== Segment start ==
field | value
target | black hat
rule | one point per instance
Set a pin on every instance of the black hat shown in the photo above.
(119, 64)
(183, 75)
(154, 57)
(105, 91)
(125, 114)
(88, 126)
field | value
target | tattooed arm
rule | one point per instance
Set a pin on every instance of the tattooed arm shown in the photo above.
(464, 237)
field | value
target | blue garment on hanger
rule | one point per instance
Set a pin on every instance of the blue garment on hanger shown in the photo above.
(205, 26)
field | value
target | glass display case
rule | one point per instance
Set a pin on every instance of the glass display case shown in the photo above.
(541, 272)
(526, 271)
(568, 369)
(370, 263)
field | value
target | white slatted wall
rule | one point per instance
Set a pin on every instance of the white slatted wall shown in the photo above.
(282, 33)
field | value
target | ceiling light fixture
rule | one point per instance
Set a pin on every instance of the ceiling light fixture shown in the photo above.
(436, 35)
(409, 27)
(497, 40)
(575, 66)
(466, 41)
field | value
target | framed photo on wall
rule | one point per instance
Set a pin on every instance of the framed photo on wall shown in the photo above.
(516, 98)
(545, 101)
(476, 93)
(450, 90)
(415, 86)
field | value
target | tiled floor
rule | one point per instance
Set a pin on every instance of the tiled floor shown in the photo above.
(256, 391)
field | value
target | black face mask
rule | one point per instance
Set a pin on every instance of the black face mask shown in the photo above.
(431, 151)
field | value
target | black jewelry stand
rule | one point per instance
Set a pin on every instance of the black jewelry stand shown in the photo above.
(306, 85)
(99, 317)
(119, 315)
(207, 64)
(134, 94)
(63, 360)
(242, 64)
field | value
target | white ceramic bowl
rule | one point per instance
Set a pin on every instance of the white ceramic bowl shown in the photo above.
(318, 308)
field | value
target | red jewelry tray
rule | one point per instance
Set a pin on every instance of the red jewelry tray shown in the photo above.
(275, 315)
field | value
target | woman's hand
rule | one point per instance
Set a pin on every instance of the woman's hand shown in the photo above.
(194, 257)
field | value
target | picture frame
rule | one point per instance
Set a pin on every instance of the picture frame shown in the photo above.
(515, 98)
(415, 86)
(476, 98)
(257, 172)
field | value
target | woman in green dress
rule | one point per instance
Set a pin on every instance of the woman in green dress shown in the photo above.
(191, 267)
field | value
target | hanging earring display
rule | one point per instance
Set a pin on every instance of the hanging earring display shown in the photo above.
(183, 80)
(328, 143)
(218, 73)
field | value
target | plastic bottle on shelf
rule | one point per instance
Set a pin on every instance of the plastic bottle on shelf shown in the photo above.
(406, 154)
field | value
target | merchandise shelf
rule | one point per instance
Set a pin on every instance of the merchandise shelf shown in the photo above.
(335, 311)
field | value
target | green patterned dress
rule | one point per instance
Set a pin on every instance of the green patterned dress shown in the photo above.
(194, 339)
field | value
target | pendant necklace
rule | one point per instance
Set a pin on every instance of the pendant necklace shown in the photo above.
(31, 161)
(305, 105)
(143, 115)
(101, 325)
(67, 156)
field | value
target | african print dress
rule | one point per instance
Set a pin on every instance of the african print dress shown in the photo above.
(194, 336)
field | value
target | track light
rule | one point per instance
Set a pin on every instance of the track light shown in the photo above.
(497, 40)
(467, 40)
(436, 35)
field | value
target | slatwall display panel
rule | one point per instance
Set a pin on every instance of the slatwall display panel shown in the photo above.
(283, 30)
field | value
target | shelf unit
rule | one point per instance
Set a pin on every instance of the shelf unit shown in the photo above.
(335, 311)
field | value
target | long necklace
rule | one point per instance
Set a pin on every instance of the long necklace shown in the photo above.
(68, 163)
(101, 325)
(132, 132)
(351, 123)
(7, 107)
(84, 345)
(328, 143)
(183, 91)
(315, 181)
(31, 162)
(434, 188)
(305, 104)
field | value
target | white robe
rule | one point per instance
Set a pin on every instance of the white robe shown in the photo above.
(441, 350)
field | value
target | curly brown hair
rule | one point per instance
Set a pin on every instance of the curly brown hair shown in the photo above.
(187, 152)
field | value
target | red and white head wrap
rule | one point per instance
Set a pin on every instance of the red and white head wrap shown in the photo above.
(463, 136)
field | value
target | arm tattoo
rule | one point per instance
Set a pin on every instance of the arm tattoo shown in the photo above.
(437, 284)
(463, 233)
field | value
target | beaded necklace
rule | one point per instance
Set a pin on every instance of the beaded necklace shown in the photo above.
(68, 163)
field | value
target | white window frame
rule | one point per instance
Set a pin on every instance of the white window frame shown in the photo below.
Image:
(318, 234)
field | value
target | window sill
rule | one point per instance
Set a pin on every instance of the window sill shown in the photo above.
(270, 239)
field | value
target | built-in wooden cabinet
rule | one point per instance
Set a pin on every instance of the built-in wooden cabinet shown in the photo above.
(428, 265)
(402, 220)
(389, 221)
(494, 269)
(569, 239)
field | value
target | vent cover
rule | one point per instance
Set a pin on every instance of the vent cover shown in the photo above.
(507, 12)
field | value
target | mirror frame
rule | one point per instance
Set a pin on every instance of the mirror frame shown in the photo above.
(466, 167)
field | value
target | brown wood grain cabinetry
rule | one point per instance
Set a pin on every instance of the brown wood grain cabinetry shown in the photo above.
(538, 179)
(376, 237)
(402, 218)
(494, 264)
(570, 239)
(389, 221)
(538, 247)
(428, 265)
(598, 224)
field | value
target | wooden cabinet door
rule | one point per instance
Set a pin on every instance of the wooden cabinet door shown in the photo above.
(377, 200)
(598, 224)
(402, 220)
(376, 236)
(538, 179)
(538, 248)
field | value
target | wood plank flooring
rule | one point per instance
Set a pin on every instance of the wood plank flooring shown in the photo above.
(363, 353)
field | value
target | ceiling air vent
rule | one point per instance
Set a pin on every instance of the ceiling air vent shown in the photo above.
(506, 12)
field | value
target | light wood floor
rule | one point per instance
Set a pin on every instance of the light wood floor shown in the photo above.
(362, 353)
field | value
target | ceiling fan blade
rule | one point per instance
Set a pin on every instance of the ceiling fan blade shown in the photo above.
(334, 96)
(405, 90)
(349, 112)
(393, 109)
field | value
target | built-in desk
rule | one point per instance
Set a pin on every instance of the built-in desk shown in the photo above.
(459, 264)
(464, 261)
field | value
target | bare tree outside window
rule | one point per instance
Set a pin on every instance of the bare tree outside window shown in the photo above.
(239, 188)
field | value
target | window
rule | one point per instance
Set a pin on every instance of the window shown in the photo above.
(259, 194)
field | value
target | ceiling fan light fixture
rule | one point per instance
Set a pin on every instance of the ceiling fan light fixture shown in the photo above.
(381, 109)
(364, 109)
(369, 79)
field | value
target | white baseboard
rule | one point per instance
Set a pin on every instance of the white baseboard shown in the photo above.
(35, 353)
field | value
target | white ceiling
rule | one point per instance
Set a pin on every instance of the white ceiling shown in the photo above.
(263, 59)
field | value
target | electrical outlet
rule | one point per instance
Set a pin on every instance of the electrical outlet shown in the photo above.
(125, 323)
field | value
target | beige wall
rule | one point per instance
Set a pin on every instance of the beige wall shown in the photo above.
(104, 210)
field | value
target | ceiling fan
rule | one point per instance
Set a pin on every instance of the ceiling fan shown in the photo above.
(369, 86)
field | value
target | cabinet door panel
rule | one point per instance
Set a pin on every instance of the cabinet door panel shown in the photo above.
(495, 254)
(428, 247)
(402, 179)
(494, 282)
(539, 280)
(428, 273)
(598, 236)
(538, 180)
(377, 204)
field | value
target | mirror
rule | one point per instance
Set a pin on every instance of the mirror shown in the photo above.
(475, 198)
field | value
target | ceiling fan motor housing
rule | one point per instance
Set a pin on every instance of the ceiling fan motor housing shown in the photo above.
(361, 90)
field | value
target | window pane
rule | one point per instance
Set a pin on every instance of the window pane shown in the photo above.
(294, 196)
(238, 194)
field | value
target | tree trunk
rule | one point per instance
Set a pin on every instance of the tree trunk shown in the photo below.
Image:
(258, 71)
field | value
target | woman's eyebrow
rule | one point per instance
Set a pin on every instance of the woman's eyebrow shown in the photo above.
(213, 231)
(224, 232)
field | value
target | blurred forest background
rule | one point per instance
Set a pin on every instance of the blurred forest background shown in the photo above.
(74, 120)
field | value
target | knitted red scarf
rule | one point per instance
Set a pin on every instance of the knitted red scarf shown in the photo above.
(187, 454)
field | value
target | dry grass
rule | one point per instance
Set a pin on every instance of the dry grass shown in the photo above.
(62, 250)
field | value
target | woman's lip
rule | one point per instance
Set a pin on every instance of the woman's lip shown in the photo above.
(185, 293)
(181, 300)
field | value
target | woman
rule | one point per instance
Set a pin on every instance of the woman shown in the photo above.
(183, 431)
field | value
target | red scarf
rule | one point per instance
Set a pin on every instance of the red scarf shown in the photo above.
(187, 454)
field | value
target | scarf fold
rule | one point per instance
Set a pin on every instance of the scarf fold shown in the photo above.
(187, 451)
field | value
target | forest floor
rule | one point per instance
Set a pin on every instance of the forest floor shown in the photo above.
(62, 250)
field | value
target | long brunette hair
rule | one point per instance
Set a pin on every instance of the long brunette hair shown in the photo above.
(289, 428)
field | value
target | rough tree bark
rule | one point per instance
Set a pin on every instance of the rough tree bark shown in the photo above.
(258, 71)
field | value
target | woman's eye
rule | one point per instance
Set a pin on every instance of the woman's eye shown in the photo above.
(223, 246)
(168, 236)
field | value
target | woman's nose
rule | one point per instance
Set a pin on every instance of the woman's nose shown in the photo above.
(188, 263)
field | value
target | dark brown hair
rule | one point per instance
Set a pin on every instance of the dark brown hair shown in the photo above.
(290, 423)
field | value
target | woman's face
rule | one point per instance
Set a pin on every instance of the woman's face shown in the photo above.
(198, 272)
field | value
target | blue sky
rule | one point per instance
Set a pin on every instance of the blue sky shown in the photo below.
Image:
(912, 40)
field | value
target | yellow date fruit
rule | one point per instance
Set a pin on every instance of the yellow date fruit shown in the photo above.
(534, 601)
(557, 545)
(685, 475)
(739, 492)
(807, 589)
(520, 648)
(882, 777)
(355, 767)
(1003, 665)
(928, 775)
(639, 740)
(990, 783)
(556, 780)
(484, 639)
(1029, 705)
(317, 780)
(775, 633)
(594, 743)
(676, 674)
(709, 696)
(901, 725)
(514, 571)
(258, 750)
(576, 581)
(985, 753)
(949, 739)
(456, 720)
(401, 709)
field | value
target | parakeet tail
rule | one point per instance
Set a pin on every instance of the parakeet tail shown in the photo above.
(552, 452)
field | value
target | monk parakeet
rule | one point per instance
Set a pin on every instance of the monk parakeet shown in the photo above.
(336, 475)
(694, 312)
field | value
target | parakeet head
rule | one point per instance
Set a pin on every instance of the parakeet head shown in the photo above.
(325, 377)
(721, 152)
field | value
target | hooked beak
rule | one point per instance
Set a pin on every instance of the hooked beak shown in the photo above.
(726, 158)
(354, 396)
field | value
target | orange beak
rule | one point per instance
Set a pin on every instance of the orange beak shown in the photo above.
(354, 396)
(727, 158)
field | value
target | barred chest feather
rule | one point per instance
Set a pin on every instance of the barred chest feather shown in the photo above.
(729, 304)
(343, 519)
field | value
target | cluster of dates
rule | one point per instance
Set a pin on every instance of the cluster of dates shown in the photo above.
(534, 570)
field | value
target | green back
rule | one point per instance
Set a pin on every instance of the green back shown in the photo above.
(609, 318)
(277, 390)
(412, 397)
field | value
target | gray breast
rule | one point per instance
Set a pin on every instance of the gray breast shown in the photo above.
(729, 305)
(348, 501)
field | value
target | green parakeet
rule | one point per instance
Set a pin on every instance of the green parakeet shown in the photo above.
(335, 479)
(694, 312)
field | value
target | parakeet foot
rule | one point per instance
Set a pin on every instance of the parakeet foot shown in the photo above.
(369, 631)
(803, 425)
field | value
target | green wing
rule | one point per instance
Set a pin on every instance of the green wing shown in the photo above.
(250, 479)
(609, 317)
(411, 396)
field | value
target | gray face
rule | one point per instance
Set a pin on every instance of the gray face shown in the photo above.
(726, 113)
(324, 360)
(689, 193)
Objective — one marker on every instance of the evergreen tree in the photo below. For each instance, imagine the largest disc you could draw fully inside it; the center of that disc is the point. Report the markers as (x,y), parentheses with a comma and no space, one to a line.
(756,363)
== Segment end ==
◆ **What is needed**: Across the whole listing above, report each line that includes "trunk".

◆ **Solution to this task**:
target | tree trunk
Set a pin on every instance of the tree trunk shown in the photo below.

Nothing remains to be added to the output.